SELECTION:
Under Articles 1-3 and 9 of the Judiciary Qualification Panels Ordinance, judiciary qualification panels work under the authority of regional and higher courts, and are elected for a term of three years by a secret vote of judges during the meetings of professional judicial associations. Article 6 of the Ordinance states that only judges can be members of panels.

Pursuant to Article 15 of the Ordinance, any application concerning a particular judge lodged by a State authority or a private person shall be scrutinised provided that the panel is competent to examine the questions raised therein. Following such an application, a panel president or his deputy opens an inquiry into the facts alleged, draws up the list of persons to be invited to the panel hearing, and sets the date of that hearing in accordance with Article 16 of the Ordinance. The judge concerned is entitled to have access to all the material collected for the hearing, and to submit his observations in reply before the hearing pursuant to Article 17. Under Article 19 of the Ordinance, the panel president, with the accord of the panel members, decides on the procedure for the hearing. A prosecuting or other legal authority is entitled to present its own opinion on the case pursuant to Article 20 of the Ordinance.

“Supervisory review” and appeals against decisions of the Supreme Court

Article 11 of the Code of Civil Procedure provides that higher courts conduct “supervisory review” ( надзор ) of the activities of the lower courts. This means, according to Articles 319, 320 and 327, that specific senior judicial officers, at any time, by request of a person or of their own motion, may lodge with a higher court a “special appeal” ( протест ) against the final decision of a lower court on all questions of fact and law. The “supervisory review” procedure has to be distinguished from the proceedings whereby a case may be reviewed on the ground of new or newly established facts (Articles 333 - 337).

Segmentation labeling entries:
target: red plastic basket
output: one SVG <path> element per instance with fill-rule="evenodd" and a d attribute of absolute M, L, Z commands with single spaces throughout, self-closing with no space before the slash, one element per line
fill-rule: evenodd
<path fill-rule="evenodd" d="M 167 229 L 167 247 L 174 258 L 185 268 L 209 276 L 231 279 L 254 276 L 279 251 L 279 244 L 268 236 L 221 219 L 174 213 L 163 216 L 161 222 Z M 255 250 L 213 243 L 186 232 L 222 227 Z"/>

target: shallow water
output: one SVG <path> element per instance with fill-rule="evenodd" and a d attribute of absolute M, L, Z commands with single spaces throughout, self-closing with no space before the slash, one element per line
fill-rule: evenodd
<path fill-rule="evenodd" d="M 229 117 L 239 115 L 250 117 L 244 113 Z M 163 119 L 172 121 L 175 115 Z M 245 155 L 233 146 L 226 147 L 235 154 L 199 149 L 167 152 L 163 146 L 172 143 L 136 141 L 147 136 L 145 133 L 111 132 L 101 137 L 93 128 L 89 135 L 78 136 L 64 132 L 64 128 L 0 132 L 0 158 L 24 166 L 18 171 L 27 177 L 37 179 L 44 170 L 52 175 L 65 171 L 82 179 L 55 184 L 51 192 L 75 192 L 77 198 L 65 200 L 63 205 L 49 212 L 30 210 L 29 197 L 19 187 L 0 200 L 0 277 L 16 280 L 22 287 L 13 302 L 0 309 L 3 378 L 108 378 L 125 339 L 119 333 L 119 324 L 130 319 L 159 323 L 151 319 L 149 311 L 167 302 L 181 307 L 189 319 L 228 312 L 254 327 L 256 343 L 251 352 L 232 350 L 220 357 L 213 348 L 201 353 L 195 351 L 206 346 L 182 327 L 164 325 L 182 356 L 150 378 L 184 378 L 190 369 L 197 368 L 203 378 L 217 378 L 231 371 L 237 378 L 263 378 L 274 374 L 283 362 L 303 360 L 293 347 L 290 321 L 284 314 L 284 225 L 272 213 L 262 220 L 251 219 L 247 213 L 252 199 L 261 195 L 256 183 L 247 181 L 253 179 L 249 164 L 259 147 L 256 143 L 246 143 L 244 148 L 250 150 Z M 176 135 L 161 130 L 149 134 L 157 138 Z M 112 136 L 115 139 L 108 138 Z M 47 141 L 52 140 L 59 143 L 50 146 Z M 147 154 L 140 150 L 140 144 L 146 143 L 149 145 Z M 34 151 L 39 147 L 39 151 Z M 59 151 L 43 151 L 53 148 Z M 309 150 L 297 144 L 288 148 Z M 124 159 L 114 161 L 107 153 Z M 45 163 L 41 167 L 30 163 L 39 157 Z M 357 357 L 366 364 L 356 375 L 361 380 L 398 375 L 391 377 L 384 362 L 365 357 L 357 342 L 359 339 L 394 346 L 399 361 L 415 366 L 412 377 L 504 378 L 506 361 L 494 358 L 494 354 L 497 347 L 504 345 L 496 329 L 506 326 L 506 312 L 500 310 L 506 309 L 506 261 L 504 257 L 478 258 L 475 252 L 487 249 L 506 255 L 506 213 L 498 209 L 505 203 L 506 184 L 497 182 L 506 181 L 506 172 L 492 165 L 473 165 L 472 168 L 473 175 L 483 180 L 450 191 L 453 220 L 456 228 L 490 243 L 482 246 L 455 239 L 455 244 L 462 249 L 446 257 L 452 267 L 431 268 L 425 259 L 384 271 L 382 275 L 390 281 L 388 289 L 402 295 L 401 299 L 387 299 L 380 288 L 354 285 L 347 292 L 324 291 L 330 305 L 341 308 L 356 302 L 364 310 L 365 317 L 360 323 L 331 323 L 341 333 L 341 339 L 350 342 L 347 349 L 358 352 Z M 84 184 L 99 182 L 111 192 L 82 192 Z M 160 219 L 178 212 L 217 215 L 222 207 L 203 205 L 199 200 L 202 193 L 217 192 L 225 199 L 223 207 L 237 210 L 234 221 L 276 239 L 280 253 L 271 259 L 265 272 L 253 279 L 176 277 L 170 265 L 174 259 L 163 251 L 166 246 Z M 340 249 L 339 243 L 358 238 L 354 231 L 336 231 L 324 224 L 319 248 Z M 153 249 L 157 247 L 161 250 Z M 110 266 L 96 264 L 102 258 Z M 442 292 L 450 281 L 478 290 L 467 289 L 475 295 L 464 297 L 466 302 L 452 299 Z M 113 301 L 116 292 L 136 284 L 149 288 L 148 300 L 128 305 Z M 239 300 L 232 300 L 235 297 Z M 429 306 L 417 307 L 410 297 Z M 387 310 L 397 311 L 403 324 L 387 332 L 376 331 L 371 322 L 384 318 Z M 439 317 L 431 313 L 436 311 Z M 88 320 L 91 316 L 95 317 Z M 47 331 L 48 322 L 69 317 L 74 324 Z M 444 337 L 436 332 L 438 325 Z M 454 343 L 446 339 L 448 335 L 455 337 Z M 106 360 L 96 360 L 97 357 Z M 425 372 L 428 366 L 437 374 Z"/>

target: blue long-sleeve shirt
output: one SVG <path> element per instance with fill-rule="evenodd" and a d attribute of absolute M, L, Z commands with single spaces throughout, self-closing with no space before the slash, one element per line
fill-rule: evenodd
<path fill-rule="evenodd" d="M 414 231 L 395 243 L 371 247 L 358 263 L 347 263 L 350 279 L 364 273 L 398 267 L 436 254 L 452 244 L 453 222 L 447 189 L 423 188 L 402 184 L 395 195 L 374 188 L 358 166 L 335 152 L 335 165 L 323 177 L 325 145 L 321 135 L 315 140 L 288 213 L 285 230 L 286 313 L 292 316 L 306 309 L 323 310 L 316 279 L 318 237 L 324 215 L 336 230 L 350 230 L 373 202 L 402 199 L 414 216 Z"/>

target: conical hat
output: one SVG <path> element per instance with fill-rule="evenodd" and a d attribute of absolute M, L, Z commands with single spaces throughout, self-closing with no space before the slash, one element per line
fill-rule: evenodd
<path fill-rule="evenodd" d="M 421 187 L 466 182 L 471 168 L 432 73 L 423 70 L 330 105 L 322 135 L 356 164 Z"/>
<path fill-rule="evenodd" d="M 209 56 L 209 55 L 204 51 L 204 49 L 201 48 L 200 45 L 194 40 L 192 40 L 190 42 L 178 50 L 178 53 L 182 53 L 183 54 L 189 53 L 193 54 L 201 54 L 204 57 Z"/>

STATED PROBLEM 1: According to the passage on judiciary qualification panels, for how long are the panels elected?
STATED PROBLEM 2: Scale the labeling rows starting at the line that contains "target: blue long-sleeve shirt" and ending at the line that contains "414 231 L 395", and give only those lines with their requests included. Multiply every coordinate in the answers by 0.4 and round to whole numbers, rounding halves up.

COMPLETE OUTPUT 1: For a term of three years.

COMPLETE OUTPUT 2:
target: blue long-sleeve shirt
output: one SVG <path> element per instance with fill-rule="evenodd" and a d attribute of absolute M, L, Z commands with single spaces throughout, self-closing with no space before the slash, one element per line
fill-rule: evenodd
<path fill-rule="evenodd" d="M 166 92 L 158 97 L 148 99 L 143 105 L 139 105 L 140 112 L 146 109 L 159 107 L 174 102 L 181 98 L 181 89 L 179 76 L 169 75 L 161 74 L 158 78 L 150 75 L 143 66 L 134 61 L 134 66 L 129 71 L 130 58 L 128 54 L 126 56 L 115 85 L 114 92 L 114 125 L 117 126 L 122 124 L 129 124 L 126 112 L 127 95 L 130 86 L 134 92 L 140 92 L 149 81 L 161 80 L 166 86 Z"/>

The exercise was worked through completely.